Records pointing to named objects

* Begin *

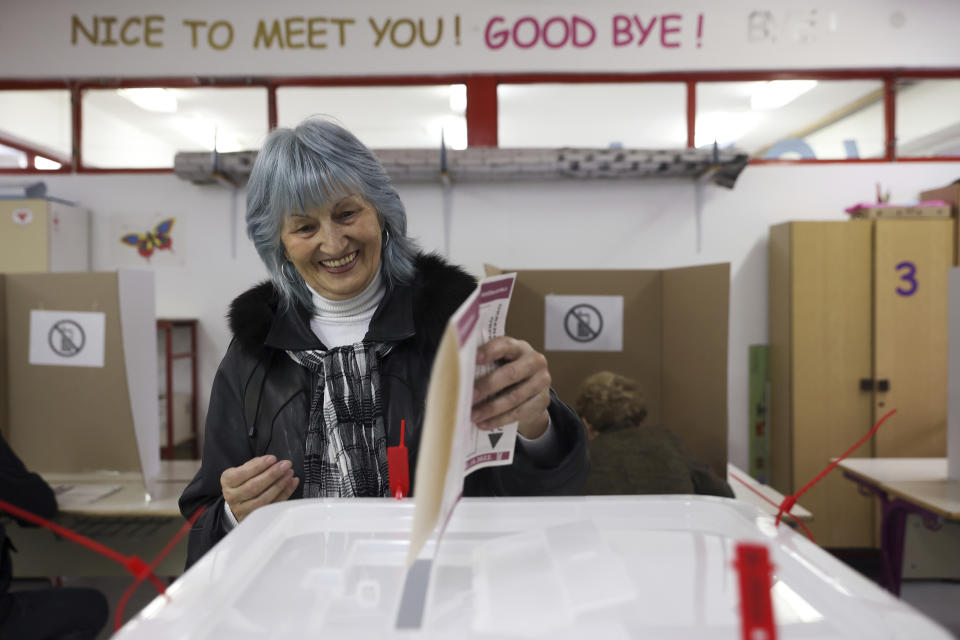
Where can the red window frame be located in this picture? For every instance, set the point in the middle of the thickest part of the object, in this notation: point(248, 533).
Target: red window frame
point(482, 109)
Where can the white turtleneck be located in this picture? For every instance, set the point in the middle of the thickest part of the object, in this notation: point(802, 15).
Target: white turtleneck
point(341, 322)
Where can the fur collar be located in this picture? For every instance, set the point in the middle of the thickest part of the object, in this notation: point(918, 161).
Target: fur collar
point(437, 289)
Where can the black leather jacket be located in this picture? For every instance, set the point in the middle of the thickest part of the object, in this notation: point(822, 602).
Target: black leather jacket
point(259, 403)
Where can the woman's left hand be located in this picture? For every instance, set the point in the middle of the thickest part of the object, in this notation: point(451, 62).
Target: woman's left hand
point(516, 391)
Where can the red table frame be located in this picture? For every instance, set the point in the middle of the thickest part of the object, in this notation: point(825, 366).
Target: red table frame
point(167, 326)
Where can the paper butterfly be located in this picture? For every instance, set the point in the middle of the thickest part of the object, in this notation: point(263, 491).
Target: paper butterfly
point(151, 241)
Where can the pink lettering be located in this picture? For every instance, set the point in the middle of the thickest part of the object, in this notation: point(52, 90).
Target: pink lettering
point(555, 32)
point(495, 39)
point(644, 31)
point(666, 30)
point(582, 22)
point(546, 32)
point(622, 35)
point(516, 30)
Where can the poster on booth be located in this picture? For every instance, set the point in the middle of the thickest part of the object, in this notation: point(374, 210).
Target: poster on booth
point(67, 338)
point(451, 446)
point(583, 323)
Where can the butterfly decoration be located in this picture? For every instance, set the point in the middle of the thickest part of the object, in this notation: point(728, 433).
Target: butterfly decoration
point(147, 243)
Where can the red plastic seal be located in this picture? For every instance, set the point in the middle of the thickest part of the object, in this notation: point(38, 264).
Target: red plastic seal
point(398, 464)
point(756, 605)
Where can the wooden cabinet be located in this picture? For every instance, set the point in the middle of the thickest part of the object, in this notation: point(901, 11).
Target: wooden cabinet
point(858, 326)
point(44, 236)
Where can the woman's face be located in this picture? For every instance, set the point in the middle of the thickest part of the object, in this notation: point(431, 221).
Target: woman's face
point(335, 248)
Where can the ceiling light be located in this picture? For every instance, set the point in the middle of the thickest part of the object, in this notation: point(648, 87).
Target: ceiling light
point(153, 99)
point(45, 164)
point(777, 93)
point(453, 129)
point(724, 127)
point(458, 98)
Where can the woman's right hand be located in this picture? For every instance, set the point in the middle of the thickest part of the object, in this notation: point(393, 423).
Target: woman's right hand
point(256, 483)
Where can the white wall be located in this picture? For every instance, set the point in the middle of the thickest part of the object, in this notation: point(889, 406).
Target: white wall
point(590, 225)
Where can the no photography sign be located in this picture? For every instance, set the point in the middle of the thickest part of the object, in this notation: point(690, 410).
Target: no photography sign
point(583, 323)
point(67, 338)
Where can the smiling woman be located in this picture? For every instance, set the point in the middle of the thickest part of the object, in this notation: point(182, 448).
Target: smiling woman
point(335, 248)
point(334, 353)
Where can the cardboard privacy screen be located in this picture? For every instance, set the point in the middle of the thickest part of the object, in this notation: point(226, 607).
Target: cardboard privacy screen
point(79, 371)
point(674, 340)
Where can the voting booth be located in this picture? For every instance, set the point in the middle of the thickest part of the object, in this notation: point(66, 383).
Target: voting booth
point(953, 376)
point(666, 328)
point(78, 372)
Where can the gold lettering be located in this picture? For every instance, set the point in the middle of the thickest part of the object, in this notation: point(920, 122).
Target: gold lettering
point(267, 38)
point(193, 24)
point(217, 25)
point(393, 33)
point(423, 37)
point(108, 40)
point(313, 30)
point(341, 23)
point(380, 34)
point(123, 31)
point(292, 31)
point(150, 30)
point(77, 24)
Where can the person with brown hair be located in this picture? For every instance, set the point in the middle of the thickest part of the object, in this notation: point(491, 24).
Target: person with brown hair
point(630, 457)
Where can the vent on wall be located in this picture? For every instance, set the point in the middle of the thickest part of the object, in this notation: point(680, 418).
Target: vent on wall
point(494, 164)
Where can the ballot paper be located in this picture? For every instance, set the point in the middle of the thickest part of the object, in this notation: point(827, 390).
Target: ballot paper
point(451, 446)
point(74, 495)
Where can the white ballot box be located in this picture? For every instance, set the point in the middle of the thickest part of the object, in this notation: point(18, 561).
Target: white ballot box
point(594, 567)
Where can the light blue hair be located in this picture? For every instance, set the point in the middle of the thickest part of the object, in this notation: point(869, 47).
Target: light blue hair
point(305, 168)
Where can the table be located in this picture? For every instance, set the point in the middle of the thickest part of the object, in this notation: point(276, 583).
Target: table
point(124, 520)
point(905, 486)
point(560, 568)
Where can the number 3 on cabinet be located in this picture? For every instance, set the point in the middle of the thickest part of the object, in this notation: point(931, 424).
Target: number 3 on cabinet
point(908, 273)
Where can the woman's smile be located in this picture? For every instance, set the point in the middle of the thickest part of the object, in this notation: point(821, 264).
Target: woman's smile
point(340, 265)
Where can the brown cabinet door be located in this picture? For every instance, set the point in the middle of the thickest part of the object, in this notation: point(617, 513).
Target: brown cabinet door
point(911, 259)
point(831, 353)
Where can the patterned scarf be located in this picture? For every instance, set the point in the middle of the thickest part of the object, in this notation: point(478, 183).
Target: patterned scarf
point(345, 454)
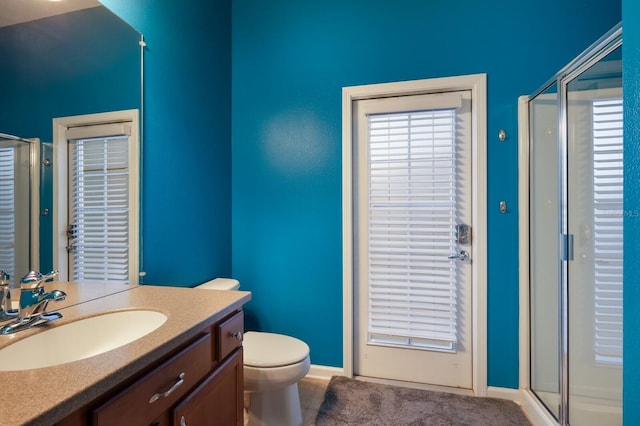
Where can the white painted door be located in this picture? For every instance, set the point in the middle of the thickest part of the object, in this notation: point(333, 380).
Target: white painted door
point(413, 275)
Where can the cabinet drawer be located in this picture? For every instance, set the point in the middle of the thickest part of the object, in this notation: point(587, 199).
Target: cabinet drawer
point(135, 405)
point(229, 335)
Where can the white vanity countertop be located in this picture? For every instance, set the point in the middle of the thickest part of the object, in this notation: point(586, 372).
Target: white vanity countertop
point(46, 395)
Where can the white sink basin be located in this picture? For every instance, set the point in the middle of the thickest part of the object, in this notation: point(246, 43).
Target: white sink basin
point(79, 340)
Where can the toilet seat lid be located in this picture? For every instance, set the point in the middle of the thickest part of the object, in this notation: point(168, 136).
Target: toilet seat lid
point(272, 350)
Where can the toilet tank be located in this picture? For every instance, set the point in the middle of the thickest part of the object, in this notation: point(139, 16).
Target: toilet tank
point(220, 284)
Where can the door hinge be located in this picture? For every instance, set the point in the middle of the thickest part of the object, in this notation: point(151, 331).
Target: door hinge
point(567, 247)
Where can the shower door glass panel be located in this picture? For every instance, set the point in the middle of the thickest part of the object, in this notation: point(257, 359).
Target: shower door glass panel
point(595, 217)
point(15, 205)
point(544, 231)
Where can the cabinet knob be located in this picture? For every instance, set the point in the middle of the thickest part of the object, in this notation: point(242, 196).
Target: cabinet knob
point(175, 386)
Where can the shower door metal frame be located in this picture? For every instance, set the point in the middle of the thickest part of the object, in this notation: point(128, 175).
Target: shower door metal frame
point(34, 197)
point(597, 51)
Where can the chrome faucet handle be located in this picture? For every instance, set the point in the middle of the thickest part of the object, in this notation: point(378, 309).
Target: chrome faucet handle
point(34, 279)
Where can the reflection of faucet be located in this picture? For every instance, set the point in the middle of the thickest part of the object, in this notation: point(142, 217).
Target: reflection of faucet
point(33, 299)
point(33, 302)
point(6, 311)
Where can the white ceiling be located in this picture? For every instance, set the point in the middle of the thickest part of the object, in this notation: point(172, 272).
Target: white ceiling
point(17, 11)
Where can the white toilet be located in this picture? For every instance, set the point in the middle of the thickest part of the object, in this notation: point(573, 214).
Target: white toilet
point(273, 366)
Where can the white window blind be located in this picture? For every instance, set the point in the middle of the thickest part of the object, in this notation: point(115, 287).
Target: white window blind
point(7, 210)
point(608, 228)
point(412, 216)
point(99, 208)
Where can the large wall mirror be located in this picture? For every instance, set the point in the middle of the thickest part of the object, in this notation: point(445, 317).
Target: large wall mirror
point(60, 59)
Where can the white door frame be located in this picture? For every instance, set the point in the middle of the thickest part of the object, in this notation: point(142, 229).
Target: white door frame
point(477, 84)
point(60, 190)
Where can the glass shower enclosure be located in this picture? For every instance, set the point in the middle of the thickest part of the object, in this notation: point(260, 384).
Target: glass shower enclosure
point(575, 222)
point(19, 204)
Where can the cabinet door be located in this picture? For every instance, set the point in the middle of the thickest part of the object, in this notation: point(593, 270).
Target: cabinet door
point(217, 401)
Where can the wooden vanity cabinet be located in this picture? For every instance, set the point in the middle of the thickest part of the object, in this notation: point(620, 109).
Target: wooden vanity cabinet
point(199, 385)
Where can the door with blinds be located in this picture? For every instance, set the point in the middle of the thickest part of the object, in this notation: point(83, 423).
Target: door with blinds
point(413, 275)
point(595, 220)
point(98, 215)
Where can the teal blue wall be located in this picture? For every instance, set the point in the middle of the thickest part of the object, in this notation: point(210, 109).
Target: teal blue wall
point(631, 93)
point(186, 235)
point(281, 66)
point(50, 69)
point(290, 60)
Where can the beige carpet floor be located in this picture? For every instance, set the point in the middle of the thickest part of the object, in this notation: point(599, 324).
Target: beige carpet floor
point(354, 402)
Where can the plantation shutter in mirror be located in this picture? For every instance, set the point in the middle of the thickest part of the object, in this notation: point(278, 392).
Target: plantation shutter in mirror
point(99, 208)
point(7, 210)
point(412, 218)
point(608, 216)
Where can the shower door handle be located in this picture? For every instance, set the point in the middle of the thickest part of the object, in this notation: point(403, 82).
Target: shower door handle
point(462, 255)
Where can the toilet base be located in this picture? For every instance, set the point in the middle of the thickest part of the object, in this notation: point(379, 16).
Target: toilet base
point(275, 408)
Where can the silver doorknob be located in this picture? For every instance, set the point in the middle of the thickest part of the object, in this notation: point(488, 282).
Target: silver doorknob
point(461, 255)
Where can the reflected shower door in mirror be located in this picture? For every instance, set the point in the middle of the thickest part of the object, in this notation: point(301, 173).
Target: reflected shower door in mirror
point(19, 170)
point(595, 219)
point(544, 249)
point(576, 221)
point(62, 63)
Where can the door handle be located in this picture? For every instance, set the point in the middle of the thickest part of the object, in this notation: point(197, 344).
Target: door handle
point(461, 255)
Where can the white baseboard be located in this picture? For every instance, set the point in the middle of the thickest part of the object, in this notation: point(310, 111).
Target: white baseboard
point(531, 406)
point(323, 372)
point(505, 393)
point(535, 411)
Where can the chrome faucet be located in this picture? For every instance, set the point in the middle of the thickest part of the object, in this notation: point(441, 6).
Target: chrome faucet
point(33, 302)
point(6, 311)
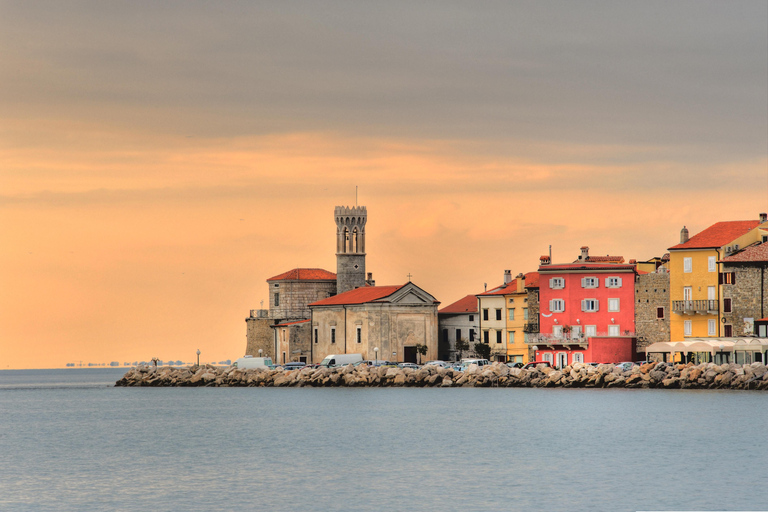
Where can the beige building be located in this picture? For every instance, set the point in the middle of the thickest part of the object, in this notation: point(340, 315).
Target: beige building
point(379, 322)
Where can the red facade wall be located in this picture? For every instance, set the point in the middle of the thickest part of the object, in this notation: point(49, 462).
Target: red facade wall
point(573, 293)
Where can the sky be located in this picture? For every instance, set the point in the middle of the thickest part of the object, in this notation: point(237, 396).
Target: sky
point(160, 160)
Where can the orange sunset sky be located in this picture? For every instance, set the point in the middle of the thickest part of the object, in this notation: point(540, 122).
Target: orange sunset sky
point(160, 160)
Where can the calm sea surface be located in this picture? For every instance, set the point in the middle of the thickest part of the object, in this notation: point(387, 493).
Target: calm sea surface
point(70, 441)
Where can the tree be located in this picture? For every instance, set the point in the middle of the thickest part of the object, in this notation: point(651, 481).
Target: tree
point(421, 350)
point(482, 350)
point(461, 346)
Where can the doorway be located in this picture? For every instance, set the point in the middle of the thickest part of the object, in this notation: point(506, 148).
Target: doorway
point(409, 354)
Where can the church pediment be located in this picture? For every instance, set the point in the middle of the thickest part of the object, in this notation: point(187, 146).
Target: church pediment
point(409, 294)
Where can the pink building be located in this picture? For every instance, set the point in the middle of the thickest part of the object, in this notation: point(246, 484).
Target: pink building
point(587, 311)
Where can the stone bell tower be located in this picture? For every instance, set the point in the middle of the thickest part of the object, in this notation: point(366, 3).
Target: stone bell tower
point(350, 247)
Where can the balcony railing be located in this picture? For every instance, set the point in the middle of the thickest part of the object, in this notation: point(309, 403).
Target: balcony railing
point(692, 307)
point(569, 339)
point(531, 327)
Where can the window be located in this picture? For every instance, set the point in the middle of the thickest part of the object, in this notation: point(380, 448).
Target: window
point(557, 305)
point(557, 283)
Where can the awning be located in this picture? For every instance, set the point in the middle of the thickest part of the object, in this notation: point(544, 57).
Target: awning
point(712, 345)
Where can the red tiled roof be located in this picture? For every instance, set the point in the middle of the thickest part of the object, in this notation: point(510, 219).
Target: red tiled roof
point(466, 305)
point(532, 280)
point(305, 274)
point(718, 235)
point(755, 253)
point(291, 323)
point(359, 295)
point(510, 287)
point(584, 266)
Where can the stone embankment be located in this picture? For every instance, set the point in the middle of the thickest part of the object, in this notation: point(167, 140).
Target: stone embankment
point(650, 375)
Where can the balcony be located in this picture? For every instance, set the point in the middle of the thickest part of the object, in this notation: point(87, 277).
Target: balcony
point(694, 307)
point(531, 327)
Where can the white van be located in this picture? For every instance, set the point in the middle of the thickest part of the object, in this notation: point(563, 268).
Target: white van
point(248, 362)
point(340, 360)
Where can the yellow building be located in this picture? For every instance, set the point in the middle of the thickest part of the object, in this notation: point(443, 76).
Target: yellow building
point(696, 277)
point(516, 314)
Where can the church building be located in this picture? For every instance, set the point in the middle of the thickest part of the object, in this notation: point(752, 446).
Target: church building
point(313, 312)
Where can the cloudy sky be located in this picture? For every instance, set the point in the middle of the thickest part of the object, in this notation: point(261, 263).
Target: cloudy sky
point(160, 160)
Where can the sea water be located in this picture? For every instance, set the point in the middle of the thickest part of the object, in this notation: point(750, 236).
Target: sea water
point(71, 441)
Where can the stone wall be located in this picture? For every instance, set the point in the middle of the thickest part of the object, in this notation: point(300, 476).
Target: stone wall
point(651, 293)
point(745, 295)
point(259, 335)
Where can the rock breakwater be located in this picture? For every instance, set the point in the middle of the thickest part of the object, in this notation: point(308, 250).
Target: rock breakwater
point(650, 375)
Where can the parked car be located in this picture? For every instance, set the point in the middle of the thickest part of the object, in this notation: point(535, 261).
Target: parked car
point(534, 364)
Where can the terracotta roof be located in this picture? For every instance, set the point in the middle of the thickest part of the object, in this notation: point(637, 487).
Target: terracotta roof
point(532, 280)
point(466, 305)
point(305, 274)
point(584, 266)
point(359, 295)
point(755, 253)
point(718, 235)
point(503, 289)
point(291, 323)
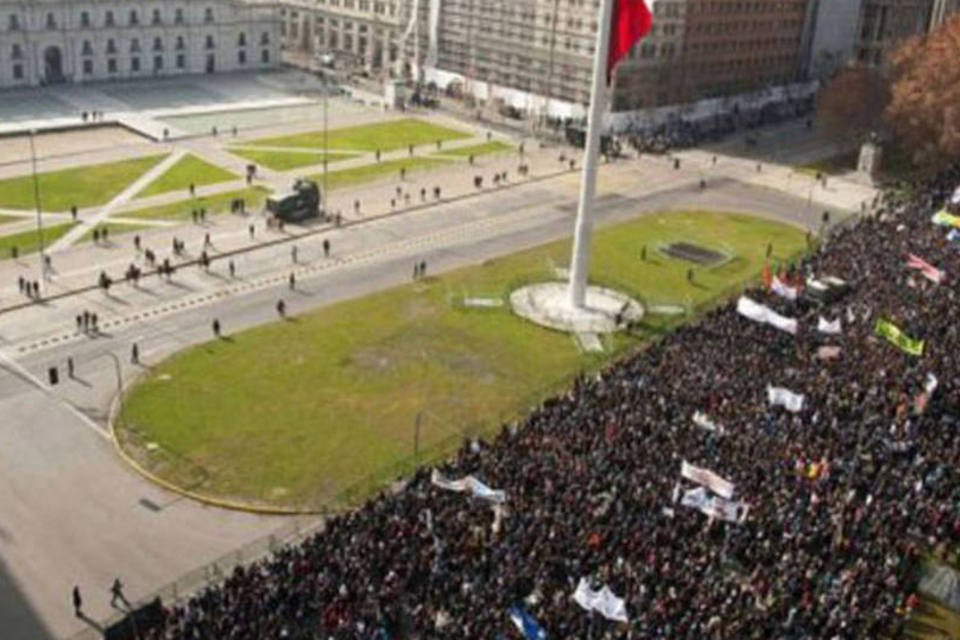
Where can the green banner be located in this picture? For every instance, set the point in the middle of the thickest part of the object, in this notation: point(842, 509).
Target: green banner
point(897, 338)
point(945, 219)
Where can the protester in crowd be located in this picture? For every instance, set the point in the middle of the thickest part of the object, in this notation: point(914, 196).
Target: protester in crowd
point(842, 496)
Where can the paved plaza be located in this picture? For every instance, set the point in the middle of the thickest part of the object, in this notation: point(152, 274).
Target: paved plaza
point(73, 512)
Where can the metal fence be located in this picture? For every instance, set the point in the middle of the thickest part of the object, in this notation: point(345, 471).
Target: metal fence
point(213, 573)
point(386, 478)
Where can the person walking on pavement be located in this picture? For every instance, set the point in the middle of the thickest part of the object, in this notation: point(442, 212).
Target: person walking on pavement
point(116, 593)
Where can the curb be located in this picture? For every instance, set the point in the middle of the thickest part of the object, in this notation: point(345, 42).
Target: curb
point(289, 237)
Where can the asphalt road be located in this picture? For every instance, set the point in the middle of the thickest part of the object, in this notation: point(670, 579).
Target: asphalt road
point(72, 513)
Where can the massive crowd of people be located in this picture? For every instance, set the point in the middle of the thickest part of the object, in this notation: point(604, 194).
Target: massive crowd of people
point(845, 496)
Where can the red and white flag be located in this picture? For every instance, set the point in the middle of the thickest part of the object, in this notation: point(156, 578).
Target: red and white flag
point(929, 271)
point(631, 21)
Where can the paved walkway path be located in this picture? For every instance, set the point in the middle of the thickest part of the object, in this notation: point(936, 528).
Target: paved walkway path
point(71, 237)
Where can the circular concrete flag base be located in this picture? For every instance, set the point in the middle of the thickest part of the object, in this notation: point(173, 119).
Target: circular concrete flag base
point(548, 305)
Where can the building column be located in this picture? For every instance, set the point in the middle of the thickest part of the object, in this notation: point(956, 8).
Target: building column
point(385, 50)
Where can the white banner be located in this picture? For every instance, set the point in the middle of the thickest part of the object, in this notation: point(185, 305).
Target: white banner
point(603, 602)
point(759, 313)
point(931, 383)
point(714, 506)
point(719, 485)
point(703, 421)
point(787, 399)
point(781, 289)
point(830, 328)
point(468, 485)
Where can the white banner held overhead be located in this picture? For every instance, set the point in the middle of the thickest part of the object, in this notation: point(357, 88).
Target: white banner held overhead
point(719, 485)
point(715, 506)
point(703, 421)
point(785, 398)
point(468, 485)
point(780, 288)
point(759, 313)
point(829, 328)
point(603, 602)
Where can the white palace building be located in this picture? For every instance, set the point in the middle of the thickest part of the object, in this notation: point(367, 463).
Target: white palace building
point(46, 42)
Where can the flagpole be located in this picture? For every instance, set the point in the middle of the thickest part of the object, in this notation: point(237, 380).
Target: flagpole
point(580, 261)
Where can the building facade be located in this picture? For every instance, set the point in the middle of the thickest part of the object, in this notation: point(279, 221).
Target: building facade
point(353, 33)
point(885, 23)
point(942, 11)
point(46, 42)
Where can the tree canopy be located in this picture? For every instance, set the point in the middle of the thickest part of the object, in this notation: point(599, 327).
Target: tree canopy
point(924, 110)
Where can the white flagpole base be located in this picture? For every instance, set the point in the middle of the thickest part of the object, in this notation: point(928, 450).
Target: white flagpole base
point(548, 304)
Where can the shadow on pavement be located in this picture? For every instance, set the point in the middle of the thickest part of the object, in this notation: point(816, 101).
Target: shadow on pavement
point(19, 620)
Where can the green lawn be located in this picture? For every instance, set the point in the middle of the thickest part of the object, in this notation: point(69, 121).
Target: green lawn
point(933, 621)
point(320, 410)
point(288, 160)
point(386, 136)
point(369, 172)
point(28, 242)
point(188, 170)
point(82, 186)
point(478, 149)
point(216, 204)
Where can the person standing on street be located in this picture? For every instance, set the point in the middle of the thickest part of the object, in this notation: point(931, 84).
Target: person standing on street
point(116, 593)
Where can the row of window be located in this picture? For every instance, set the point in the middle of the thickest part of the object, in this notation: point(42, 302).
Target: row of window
point(16, 51)
point(109, 20)
point(180, 62)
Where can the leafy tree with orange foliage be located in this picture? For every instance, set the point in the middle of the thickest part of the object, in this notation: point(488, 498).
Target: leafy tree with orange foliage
point(924, 111)
point(852, 104)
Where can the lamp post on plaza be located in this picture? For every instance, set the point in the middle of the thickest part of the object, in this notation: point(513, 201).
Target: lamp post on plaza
point(36, 199)
point(326, 97)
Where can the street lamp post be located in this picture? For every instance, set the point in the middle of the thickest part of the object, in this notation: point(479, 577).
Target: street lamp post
point(36, 200)
point(326, 92)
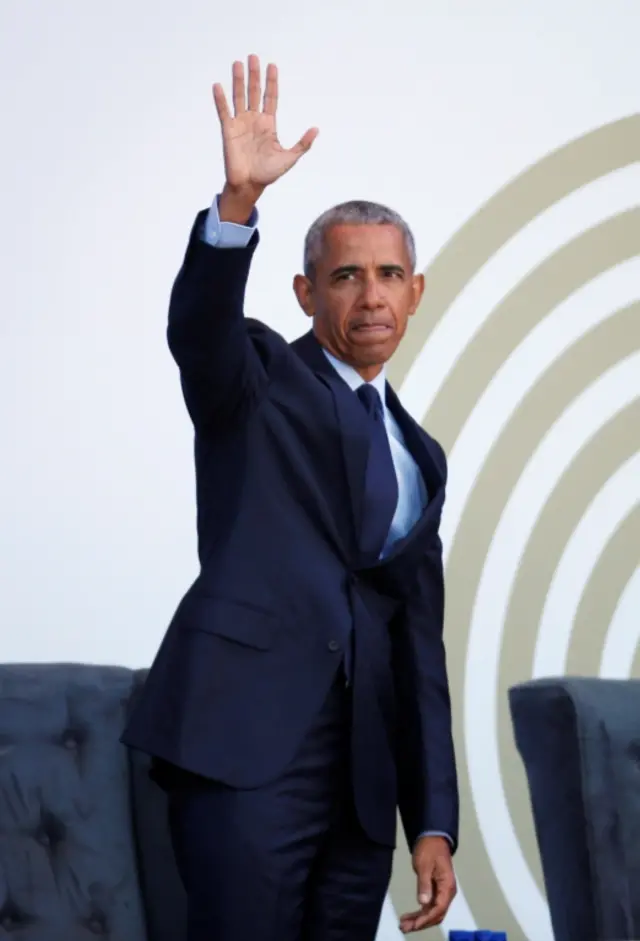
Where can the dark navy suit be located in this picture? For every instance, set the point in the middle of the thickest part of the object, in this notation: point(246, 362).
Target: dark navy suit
point(246, 702)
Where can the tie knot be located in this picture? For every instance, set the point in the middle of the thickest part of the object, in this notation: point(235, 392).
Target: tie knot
point(370, 398)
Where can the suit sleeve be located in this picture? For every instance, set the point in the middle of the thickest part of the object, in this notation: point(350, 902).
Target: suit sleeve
point(427, 779)
point(220, 371)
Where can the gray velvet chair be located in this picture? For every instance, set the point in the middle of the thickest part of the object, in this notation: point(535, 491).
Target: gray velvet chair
point(84, 847)
point(580, 743)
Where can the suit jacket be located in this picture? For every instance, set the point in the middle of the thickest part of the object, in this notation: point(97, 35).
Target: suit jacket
point(255, 643)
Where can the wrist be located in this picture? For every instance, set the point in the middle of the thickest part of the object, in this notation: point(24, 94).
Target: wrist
point(238, 202)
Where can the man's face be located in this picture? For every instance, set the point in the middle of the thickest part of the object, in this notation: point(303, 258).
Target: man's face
point(362, 294)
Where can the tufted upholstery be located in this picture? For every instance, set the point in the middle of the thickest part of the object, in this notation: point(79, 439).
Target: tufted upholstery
point(580, 743)
point(75, 864)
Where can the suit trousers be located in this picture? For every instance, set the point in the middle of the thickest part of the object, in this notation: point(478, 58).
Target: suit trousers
point(288, 861)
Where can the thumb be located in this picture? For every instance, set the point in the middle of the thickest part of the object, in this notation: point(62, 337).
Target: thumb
point(304, 143)
point(425, 888)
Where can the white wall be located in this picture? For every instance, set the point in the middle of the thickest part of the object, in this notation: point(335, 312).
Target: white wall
point(110, 145)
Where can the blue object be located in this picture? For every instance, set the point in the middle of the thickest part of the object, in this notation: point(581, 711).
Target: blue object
point(477, 936)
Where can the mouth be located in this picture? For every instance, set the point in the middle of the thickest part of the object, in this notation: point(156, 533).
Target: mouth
point(371, 331)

* End *

Please turn the records, from their start through the line containing "point(437, 289)", into a Markdown table with the columns No. and Line, numbering each line in order and omitting blank lines. Leave the pictures out of the table.

## REPLY
| No. | Line |
|---|---|
| 1 | Where can the red window frame be located in this picture? For every instance, set the point in the middle of the thickest part of the object, in this notation: point(248, 533). |
| 2 | Target: red window frame |
| 3 | point(482, 109) |
| 4 | Where can the white turtleneck be located in this picture? For every instance, set the point in the middle of the thickest part of the object, in this notation: point(802, 15). |
| 5 | Target: white turtleneck |
| 6 | point(341, 322) |
| 7 | Where can the fur collar be located in this picture? For every instance, set the point in the middle of the thickest part of the object, in this notation: point(918, 161). |
| 8 | Target: fur collar |
| 9 | point(437, 289) |